**EXERCISE PROMPT:** An exact copy of all the data is the expected answer.

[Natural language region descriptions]
- - - -
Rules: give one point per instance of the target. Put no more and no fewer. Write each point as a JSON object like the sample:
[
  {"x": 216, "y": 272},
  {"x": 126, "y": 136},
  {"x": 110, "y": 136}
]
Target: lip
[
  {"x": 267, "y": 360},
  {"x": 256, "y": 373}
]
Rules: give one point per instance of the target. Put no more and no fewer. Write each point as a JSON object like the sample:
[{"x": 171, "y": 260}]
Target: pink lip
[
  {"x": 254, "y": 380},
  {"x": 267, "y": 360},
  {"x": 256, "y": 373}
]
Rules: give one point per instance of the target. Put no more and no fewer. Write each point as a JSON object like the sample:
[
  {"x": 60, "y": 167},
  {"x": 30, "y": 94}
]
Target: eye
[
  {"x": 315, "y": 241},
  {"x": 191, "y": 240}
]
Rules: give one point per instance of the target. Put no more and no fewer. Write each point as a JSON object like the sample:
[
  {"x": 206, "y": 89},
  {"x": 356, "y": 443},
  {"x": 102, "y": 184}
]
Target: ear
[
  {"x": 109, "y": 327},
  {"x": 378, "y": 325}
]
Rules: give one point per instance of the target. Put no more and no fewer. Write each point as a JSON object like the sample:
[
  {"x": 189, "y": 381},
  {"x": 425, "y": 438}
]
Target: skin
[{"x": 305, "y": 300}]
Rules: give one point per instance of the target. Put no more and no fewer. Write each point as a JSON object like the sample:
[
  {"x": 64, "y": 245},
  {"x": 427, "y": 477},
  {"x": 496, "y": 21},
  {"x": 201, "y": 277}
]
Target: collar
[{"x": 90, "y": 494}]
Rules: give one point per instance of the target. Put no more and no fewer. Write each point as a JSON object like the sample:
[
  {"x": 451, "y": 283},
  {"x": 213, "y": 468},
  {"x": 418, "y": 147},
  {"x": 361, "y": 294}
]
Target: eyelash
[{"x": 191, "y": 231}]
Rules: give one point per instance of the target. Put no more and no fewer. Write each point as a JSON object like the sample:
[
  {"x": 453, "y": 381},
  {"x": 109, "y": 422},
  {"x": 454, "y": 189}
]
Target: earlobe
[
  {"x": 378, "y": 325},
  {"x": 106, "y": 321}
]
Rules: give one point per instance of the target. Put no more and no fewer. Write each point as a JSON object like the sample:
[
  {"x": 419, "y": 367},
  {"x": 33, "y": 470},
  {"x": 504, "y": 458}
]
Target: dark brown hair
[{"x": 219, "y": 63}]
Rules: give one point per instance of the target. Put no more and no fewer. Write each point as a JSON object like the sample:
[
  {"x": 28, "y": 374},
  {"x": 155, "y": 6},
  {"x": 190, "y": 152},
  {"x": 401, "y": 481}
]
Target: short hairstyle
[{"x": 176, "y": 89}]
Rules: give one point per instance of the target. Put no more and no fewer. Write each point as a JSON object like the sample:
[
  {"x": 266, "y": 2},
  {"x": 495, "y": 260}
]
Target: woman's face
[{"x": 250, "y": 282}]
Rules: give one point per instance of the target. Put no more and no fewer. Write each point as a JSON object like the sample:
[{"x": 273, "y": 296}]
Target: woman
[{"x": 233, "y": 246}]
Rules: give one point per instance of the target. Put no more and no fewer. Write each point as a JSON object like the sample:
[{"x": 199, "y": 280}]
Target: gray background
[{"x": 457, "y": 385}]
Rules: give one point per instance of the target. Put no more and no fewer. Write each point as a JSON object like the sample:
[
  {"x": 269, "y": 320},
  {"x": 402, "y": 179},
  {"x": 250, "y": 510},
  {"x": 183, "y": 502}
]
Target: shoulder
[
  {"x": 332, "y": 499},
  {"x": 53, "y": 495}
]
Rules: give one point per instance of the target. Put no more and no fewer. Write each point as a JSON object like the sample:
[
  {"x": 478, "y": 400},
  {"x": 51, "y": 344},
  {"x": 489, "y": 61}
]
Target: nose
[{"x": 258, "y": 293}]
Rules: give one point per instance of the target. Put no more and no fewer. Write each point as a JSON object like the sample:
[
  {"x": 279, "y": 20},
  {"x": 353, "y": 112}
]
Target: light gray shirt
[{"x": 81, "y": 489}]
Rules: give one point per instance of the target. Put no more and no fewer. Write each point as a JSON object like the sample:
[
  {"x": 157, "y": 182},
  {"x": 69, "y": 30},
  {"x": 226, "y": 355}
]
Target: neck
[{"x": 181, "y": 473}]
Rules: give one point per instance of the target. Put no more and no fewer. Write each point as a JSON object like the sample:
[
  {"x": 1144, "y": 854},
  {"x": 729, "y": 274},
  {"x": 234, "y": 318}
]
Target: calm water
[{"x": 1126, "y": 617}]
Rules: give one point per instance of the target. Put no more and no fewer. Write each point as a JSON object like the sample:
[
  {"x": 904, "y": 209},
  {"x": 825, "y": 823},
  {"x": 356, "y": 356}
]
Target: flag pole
- - - -
**EXERCISE RESULT:**
Rules: give one point per instance of the target. Put no more and no fewer. Write each point as a JSON object like the sample:
[
  {"x": 216, "y": 272},
  {"x": 126, "y": 136},
  {"x": 110, "y": 136}
]
Target: lip
[
  {"x": 267, "y": 360},
  {"x": 256, "y": 373}
]
Rules: give one point per instance of the target. Put no more and no fewer. Write each point as a JSON object like the sample:
[{"x": 171, "y": 260}]
Target: pink lip
[
  {"x": 254, "y": 380},
  {"x": 267, "y": 360},
  {"x": 256, "y": 373}
]
Rules: give one point per instance of the target. Put no more and no fewer. Write each point as a JSON object like the sample:
[
  {"x": 60, "y": 167},
  {"x": 30, "y": 94}
]
Target: eye
[
  {"x": 315, "y": 241},
  {"x": 191, "y": 240}
]
Rules: give one point per instance of the target. Put no more and no fewer. Write each point as a JSON object like the sample:
[
  {"x": 206, "y": 89},
  {"x": 356, "y": 443},
  {"x": 102, "y": 184}
]
Target: ear
[
  {"x": 109, "y": 327},
  {"x": 378, "y": 325}
]
Rules: give one point per instance of the target. Put no more and no fewer. Write each point as a JSON object like the sample:
[
  {"x": 189, "y": 381},
  {"x": 425, "y": 438}
]
Target: skin
[{"x": 305, "y": 300}]
Rules: give one point per instance of the target. Put no more and no fewer. Write each point as a JSON object like the sample:
[
  {"x": 64, "y": 245},
  {"x": 427, "y": 477},
  {"x": 496, "y": 21},
  {"x": 201, "y": 277}
]
Target: collar
[{"x": 90, "y": 494}]
Rules: give one point per instance of the target. Put no more and no fewer. Write each point as a JSON object like the sample:
[
  {"x": 451, "y": 283},
  {"x": 213, "y": 468},
  {"x": 418, "y": 147},
  {"x": 361, "y": 294}
]
Target: eyelash
[{"x": 191, "y": 231}]
Rules: give one point per instance of the target. Put no more and no fewer. Write each point as a JSON object like the sample:
[
  {"x": 453, "y": 381},
  {"x": 109, "y": 422},
  {"x": 454, "y": 189}
]
Target: earlobe
[
  {"x": 378, "y": 325},
  {"x": 106, "y": 321}
]
Rules: give one point per instance of the target. Put no more and no fewer. Write each point as a JSON object like the sample:
[
  {"x": 419, "y": 367},
  {"x": 33, "y": 470},
  {"x": 504, "y": 458}
]
Target: dark brown hair
[{"x": 219, "y": 63}]
Rules: give one point per instance of the target. Put no more and no fewer. Write each point as a JSON object like the sample:
[
  {"x": 28, "y": 374},
  {"x": 155, "y": 6},
  {"x": 190, "y": 152},
  {"x": 401, "y": 481}
]
Target: short hairstyle
[{"x": 176, "y": 89}]
Rules: give one point per instance of the target. Put no more and no fewer. Write each point as a JSON object like the sample:
[
  {"x": 266, "y": 2},
  {"x": 495, "y": 260}
]
Target: woman's face
[{"x": 250, "y": 282}]
Rules: give one point per instance of the target. Put no more and no fewer. Write each point as a JSON object like the sample:
[{"x": 273, "y": 296}]
Target: woman
[{"x": 233, "y": 246}]
Rules: give one point per instance of the target. Put no more and no fewer. Write each point as a JSON object like the sample:
[{"x": 199, "y": 280}]
Target: gray background
[{"x": 457, "y": 385}]
Rules: give one point per instance of the target. Put no more and no fewer. Write each point as a JSON object like the sample:
[
  {"x": 269, "y": 320},
  {"x": 402, "y": 179},
  {"x": 250, "y": 510},
  {"x": 183, "y": 502}
]
Target: shoulder
[
  {"x": 332, "y": 499},
  {"x": 53, "y": 495}
]
Rules: give one point per instance of the target. Put no more and no fewer. Write each point as a JSON object like the sample:
[
  {"x": 478, "y": 400},
  {"x": 51, "y": 344},
  {"x": 489, "y": 61}
]
Target: nose
[{"x": 258, "y": 293}]
Rules: give one point per instance of the target. Put no more and no fewer. Write each point as a JSON object like the sample:
[
  {"x": 279, "y": 20},
  {"x": 353, "y": 112}
]
Target: light gray shirt
[{"x": 81, "y": 489}]
Rules: give one point per instance of the target. Put no more and no fewer. Write each point as a JSON object like the sample:
[
  {"x": 157, "y": 182},
  {"x": 69, "y": 30},
  {"x": 226, "y": 355}
]
Target: neck
[{"x": 181, "y": 473}]
Rules: give one point per instance of the target. Put no more and no fewer. Write each point as a JSON object like the sample:
[
  {"x": 1144, "y": 854},
  {"x": 729, "y": 274},
  {"x": 234, "y": 318}
]
Target: calm water
[{"x": 1126, "y": 617}]
Rules: give one point per instance of the target. Put no more and no fewer. Write each point as a JSON object like the sample:
[
  {"x": 904, "y": 209},
  {"x": 825, "y": 823},
  {"x": 356, "y": 356}
]
Target: flag pole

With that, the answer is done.